▶ [Document excerpt]
Norwegian attorney and businessman (b. 1964)

Øyvind Eriksen (born 1 June 1964 in Larvik, Norway) is a Norwegian attorney and head of industry. On 1 January 2009, he took over from Leif-Arne Langøy as the CEO and president of Aker ASA.

== Education and experience ==
In addition to attending the Royal Norwegian Air Force's officer candidate school, Eriksen holds a law degree from the University of Oslo. He joined the Norwegian law firm BAHR in 1990, where he became a partner in 1996 and a director/chairman in 2003. As a corporate attorney, Eriksen dealt with strategic and operational transactions (M&A) and negotiations, among other things. Eriksen has held a number of directorships in various sectors, including shipping, finance, asset management/investment companies, offshore drilling, fisheries, media, trade and the manufacturing industry. As CEO, Eriksen is currently the chair of the boards of Aker BP ASA, Aker Capital AS, and Aker Holding AS, and deputy chair of Aker Solutions ASA and Aker Property Group AS. In addition, Mr. Eriksen is on the board of a number of non-profit organizations, including the Norwegian Cancer Society, the Accenture Global Energy Board, and the Queen Sonja Art Foundation (QSPA).

▶ [What is being asked] In the profile of Øyvind Eriksen, why does he chair the boards of Aker BP ASA, Aker Capital AS, and Aker Holding AS and serve as deputy chair of Aker Solutions ASA and Aker Property Group AS?

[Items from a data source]

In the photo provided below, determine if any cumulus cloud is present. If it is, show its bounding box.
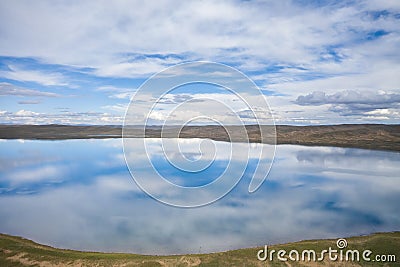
[295,90,400,118]
[0,109,123,125]
[0,0,400,123]
[0,82,61,97]
[0,65,68,86]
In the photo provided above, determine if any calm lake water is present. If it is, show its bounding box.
[0,139,400,254]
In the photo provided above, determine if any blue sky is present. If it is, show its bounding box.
[0,0,400,125]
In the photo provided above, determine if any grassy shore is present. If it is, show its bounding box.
[0,124,400,151]
[0,232,400,266]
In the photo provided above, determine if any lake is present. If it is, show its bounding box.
[0,139,400,254]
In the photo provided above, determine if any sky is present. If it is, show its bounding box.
[0,0,400,125]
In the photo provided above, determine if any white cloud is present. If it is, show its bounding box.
[0,83,61,97]
[0,0,400,123]
[0,65,68,86]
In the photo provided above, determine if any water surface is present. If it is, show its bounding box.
[0,139,400,254]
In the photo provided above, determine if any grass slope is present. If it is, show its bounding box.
[0,232,400,266]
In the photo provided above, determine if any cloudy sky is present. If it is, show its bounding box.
[0,0,400,125]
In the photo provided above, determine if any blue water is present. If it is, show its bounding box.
[0,139,400,254]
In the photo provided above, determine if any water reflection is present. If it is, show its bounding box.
[0,139,400,254]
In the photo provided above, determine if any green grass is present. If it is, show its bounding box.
[0,232,400,266]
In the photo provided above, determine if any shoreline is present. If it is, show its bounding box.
[0,124,400,152]
[0,231,400,266]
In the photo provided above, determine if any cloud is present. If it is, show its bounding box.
[0,0,400,123]
[0,109,123,125]
[0,83,61,97]
[295,90,400,119]
[0,65,68,86]
[18,100,41,105]
[296,90,400,109]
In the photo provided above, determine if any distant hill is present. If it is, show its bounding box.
[0,124,400,151]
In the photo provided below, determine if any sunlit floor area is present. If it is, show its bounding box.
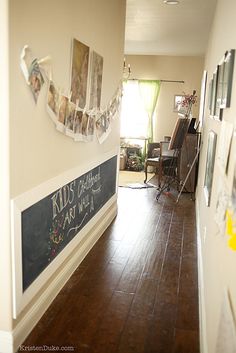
[21,187,199,353]
[118,170,157,187]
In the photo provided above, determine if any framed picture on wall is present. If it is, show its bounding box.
[199,70,207,127]
[71,39,89,109]
[214,61,224,120]
[221,49,235,108]
[204,130,217,207]
[210,71,217,117]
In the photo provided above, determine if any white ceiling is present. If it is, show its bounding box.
[125,0,217,55]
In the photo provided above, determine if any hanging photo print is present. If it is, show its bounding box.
[65,102,75,137]
[20,45,45,103]
[82,112,89,142]
[71,39,89,109]
[57,95,69,132]
[47,81,59,123]
[20,44,122,143]
[89,51,103,109]
[88,115,95,142]
[96,112,111,143]
[74,110,83,141]
[29,59,44,103]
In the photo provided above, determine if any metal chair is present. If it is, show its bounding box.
[144,142,160,183]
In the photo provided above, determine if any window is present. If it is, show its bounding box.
[121,80,148,138]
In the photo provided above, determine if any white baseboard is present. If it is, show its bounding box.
[196,200,208,353]
[0,202,117,353]
[0,331,14,353]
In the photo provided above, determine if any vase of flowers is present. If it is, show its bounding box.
[179,90,197,118]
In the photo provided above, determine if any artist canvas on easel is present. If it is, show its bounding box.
[71,39,89,109]
[169,118,190,150]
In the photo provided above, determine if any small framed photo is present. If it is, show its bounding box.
[173,94,185,112]
[210,71,217,117]
[221,49,235,108]
[214,61,224,120]
[204,130,217,207]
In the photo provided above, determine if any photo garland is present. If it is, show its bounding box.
[21,44,122,144]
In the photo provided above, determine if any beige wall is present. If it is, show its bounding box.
[197,0,236,353]
[10,0,125,197]
[126,55,204,141]
[0,0,125,346]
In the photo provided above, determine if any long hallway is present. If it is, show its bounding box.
[19,188,199,353]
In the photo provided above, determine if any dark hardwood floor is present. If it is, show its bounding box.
[19,188,199,353]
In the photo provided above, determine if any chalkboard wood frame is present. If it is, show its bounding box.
[11,150,119,318]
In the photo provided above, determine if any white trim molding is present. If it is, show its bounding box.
[0,331,14,353]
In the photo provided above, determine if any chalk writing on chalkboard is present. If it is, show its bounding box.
[22,156,117,291]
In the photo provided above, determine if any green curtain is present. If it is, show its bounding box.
[138,80,161,142]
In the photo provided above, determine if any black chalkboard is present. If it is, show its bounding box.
[21,156,117,291]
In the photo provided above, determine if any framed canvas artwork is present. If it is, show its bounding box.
[71,39,89,109]
[204,130,217,207]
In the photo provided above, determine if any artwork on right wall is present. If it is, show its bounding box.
[209,49,235,120]
[204,130,217,207]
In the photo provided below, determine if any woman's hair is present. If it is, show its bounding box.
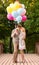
[18,24,22,27]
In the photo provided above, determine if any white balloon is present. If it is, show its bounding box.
[10,3,14,7]
[22,4,25,8]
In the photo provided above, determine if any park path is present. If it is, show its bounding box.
[0,54,39,65]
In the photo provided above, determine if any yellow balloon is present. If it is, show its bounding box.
[10,3,14,8]
[7,6,13,13]
[13,2,22,10]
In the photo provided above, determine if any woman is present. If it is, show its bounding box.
[11,25,19,62]
[18,24,26,62]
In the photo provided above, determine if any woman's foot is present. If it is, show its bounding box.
[22,59,26,63]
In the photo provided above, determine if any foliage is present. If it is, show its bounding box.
[0,0,39,51]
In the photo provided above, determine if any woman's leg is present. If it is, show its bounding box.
[20,50,25,62]
[13,43,18,62]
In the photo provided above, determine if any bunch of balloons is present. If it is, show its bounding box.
[7,1,27,23]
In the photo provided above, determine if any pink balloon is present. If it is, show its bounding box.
[21,9,26,16]
[7,14,14,20]
[22,15,27,22]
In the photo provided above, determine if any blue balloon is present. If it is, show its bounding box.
[16,16,22,23]
[12,11,18,18]
[17,8,24,15]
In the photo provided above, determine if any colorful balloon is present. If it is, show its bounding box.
[22,16,27,22]
[21,4,25,8]
[12,11,18,18]
[17,8,26,15]
[16,16,22,23]
[7,6,13,14]
[10,3,14,8]
[7,14,14,20]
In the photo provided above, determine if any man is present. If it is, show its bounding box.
[11,24,19,62]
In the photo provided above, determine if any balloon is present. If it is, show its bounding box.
[7,6,13,14]
[13,1,22,11]
[10,3,14,8]
[7,14,14,20]
[12,11,18,18]
[22,15,27,22]
[21,9,26,16]
[17,8,26,15]
[16,16,22,23]
[21,4,25,8]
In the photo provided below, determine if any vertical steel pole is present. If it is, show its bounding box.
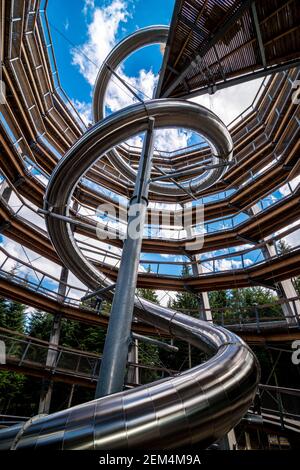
[39,267,69,414]
[95,118,155,398]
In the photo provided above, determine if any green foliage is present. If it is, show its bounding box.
[0,299,26,333]
[27,311,105,353]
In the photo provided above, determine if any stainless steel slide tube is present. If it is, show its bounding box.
[0,100,259,450]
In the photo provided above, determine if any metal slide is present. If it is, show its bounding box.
[0,27,260,450]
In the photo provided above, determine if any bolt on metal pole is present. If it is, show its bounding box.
[95,118,155,398]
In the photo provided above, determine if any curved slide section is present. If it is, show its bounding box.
[0,100,259,450]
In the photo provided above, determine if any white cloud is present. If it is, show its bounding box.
[72,100,93,126]
[83,0,95,15]
[72,0,128,86]
[72,0,191,151]
[191,78,263,124]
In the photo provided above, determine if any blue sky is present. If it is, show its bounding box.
[47,0,174,119]
[47,0,261,150]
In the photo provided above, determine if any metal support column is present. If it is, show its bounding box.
[95,118,155,398]
[186,223,213,322]
[39,267,69,414]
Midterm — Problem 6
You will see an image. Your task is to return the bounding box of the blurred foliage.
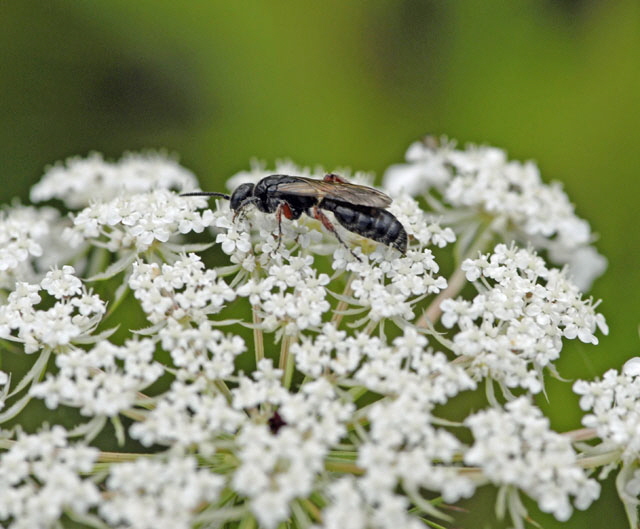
[0,0,640,528]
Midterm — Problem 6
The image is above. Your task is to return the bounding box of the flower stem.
[251,305,264,365]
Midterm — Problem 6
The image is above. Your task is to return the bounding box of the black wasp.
[181,174,407,259]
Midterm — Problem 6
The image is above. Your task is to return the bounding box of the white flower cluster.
[98,456,224,529]
[31,152,198,209]
[129,377,247,455]
[0,145,612,529]
[30,339,164,417]
[314,476,426,529]
[441,244,608,393]
[0,265,106,354]
[464,397,600,521]
[384,137,606,289]
[232,368,355,528]
[238,255,330,335]
[0,206,71,290]
[573,357,640,463]
[64,189,213,252]
[333,248,447,322]
[129,254,236,324]
[0,426,100,529]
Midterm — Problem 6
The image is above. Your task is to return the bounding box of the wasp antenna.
[180,191,231,200]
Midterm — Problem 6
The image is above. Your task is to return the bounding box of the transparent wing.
[278,176,392,208]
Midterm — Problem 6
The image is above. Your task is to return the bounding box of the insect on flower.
[180,174,407,259]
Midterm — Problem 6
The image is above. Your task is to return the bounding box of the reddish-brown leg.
[323,173,348,184]
[276,202,293,250]
[311,204,362,262]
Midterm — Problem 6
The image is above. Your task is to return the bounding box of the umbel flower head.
[0,141,619,529]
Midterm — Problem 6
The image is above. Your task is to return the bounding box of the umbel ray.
[180,174,407,259]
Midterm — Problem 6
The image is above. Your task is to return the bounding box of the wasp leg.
[233,197,260,222]
[311,206,362,262]
[323,173,349,184]
[276,202,295,250]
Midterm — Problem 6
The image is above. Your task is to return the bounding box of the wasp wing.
[278,176,392,208]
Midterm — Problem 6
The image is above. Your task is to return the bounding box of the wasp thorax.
[230,184,254,211]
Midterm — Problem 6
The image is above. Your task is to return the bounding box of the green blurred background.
[0,0,640,528]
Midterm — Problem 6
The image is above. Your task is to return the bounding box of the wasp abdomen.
[321,200,407,253]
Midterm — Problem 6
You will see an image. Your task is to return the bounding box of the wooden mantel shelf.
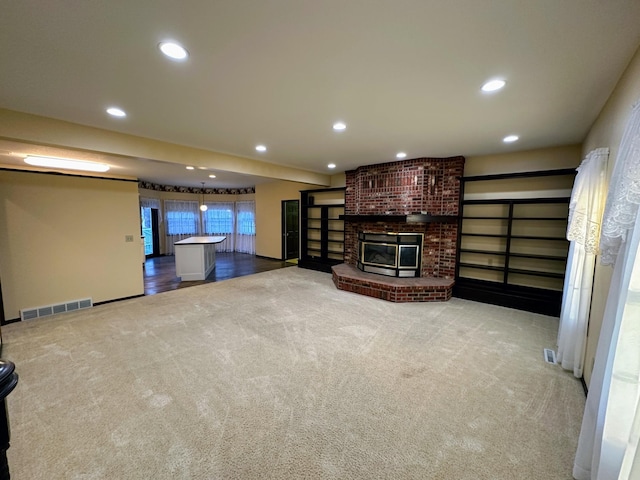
[339,213,458,223]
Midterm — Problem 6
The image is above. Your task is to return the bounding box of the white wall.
[0,171,144,320]
[582,43,640,385]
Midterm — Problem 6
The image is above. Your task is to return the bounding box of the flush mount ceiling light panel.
[24,155,109,172]
[481,78,507,93]
[158,40,189,61]
[107,107,127,118]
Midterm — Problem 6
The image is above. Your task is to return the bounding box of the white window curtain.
[203,202,235,252]
[164,200,200,255]
[558,148,609,378]
[573,103,640,480]
[140,197,160,210]
[235,201,256,255]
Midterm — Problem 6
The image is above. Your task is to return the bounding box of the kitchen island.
[174,237,227,281]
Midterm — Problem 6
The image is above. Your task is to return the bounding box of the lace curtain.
[235,201,256,255]
[140,197,160,210]
[164,200,200,255]
[558,148,609,378]
[601,102,640,265]
[203,202,235,252]
[573,103,640,480]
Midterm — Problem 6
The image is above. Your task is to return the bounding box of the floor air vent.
[20,298,93,320]
[544,348,558,365]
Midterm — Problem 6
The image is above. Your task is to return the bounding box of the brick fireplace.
[333,157,464,302]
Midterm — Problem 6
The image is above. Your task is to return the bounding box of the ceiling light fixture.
[200,182,208,212]
[481,78,507,93]
[107,107,127,118]
[24,155,109,172]
[158,41,189,60]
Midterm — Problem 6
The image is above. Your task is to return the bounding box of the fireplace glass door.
[357,232,423,277]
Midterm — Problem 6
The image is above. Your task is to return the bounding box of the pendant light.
[200,182,207,212]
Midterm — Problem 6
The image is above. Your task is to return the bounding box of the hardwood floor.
[144,253,295,295]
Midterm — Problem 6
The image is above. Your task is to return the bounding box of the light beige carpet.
[3,268,585,480]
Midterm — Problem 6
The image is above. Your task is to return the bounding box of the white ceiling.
[0,0,640,186]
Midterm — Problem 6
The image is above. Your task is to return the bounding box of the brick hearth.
[331,263,454,303]
[332,157,464,302]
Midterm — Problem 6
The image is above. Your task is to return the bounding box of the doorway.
[140,207,160,258]
[282,200,300,260]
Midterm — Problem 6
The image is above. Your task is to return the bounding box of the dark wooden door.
[282,200,300,260]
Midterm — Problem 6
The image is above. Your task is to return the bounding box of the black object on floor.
[0,359,18,480]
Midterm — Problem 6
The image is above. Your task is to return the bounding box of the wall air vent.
[20,298,93,320]
[544,348,558,365]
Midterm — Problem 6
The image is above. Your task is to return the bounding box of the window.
[203,203,233,235]
[165,200,199,235]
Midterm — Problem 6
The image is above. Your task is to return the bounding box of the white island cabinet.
[174,237,227,281]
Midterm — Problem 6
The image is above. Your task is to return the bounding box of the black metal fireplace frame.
[356,232,424,277]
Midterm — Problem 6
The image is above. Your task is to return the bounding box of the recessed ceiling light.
[481,78,507,93]
[107,107,127,118]
[24,155,109,172]
[158,42,189,60]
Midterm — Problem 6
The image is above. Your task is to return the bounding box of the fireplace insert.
[357,232,424,277]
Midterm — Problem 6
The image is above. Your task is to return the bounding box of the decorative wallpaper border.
[138,180,256,195]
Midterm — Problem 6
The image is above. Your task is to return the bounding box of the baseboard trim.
[93,293,144,307]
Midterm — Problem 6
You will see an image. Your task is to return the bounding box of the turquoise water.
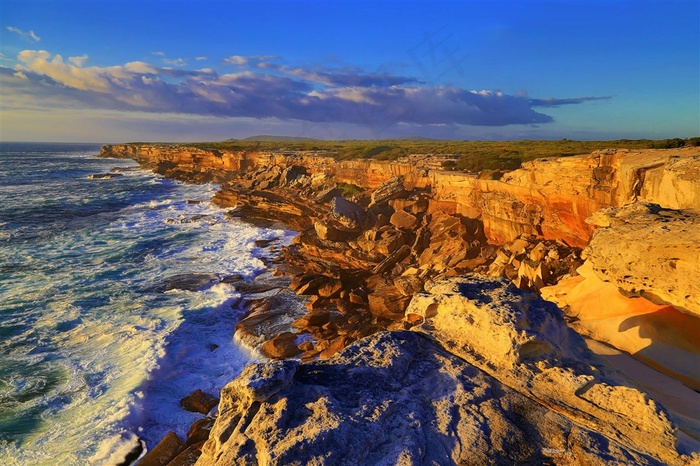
[0,143,289,465]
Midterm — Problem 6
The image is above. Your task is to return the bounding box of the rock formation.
[102,145,700,464]
[543,203,700,390]
[197,278,700,466]
[101,144,700,247]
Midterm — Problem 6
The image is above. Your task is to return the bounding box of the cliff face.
[101,144,700,247]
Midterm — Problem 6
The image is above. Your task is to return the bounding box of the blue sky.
[0,0,700,142]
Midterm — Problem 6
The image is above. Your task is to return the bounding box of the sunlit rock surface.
[197,278,700,465]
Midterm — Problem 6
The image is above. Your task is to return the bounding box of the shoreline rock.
[103,146,700,464]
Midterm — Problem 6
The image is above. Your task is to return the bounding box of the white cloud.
[68,54,88,67]
[124,61,158,74]
[163,58,187,66]
[6,50,608,131]
[224,55,248,66]
[6,26,41,42]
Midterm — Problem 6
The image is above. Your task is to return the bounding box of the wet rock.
[139,432,186,466]
[394,275,423,296]
[331,196,367,230]
[368,285,411,320]
[158,273,219,291]
[389,210,420,230]
[186,417,215,447]
[279,165,308,187]
[168,442,203,466]
[314,221,358,241]
[314,187,342,204]
[180,389,219,414]
[260,332,301,359]
[88,173,124,180]
[198,332,678,466]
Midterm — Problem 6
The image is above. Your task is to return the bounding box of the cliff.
[101,144,700,247]
[102,145,700,464]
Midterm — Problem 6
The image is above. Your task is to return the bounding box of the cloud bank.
[6,50,607,128]
[6,26,41,42]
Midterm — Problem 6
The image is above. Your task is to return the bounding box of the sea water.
[0,143,291,465]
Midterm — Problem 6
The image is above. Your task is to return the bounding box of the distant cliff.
[101,144,700,247]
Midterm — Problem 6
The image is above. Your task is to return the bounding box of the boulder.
[389,210,420,230]
[279,165,308,187]
[542,261,700,391]
[370,176,406,206]
[139,432,186,466]
[406,276,688,464]
[198,331,680,466]
[314,221,357,241]
[368,285,411,320]
[260,332,301,359]
[331,196,367,230]
[180,389,219,414]
[187,417,214,446]
[585,203,700,316]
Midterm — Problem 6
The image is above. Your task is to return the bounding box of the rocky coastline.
[101,145,700,465]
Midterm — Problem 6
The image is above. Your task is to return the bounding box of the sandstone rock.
[406,277,688,464]
[279,165,308,187]
[260,332,301,359]
[373,230,406,256]
[318,277,343,298]
[168,445,202,466]
[542,262,700,394]
[368,285,411,320]
[331,196,367,230]
[370,176,406,205]
[315,187,341,204]
[198,332,684,466]
[372,244,411,275]
[389,210,420,230]
[394,275,423,296]
[293,309,330,330]
[235,289,307,349]
[139,432,185,466]
[314,221,357,241]
[186,416,218,446]
[319,335,349,360]
[180,389,219,414]
[585,203,700,316]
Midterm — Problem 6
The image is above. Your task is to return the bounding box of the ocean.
[0,143,292,466]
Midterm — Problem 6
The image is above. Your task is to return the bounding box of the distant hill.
[227,134,318,142]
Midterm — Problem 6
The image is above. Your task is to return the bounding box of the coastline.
[100,144,700,464]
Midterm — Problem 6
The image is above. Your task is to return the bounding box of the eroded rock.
[198,332,688,466]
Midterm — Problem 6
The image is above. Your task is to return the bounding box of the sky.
[0,0,700,143]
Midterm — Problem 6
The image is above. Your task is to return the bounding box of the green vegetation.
[183,137,700,172]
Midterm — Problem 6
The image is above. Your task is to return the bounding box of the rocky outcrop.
[586,203,700,316]
[102,145,700,247]
[103,146,700,464]
[542,203,700,390]
[197,278,700,466]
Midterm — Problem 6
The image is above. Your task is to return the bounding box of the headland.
[101,144,700,465]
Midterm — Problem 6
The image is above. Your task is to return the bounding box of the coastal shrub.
[654,138,685,149]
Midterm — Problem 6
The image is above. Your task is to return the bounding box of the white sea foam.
[0,150,292,465]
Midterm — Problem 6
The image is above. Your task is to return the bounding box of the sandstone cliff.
[197,278,700,466]
[102,145,700,464]
[102,144,700,247]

▶ [Result of the task] He holds these board positions because he is CEO of Aker ASA, a role he took over from Leif-Arne Langøy on 1 January 2009.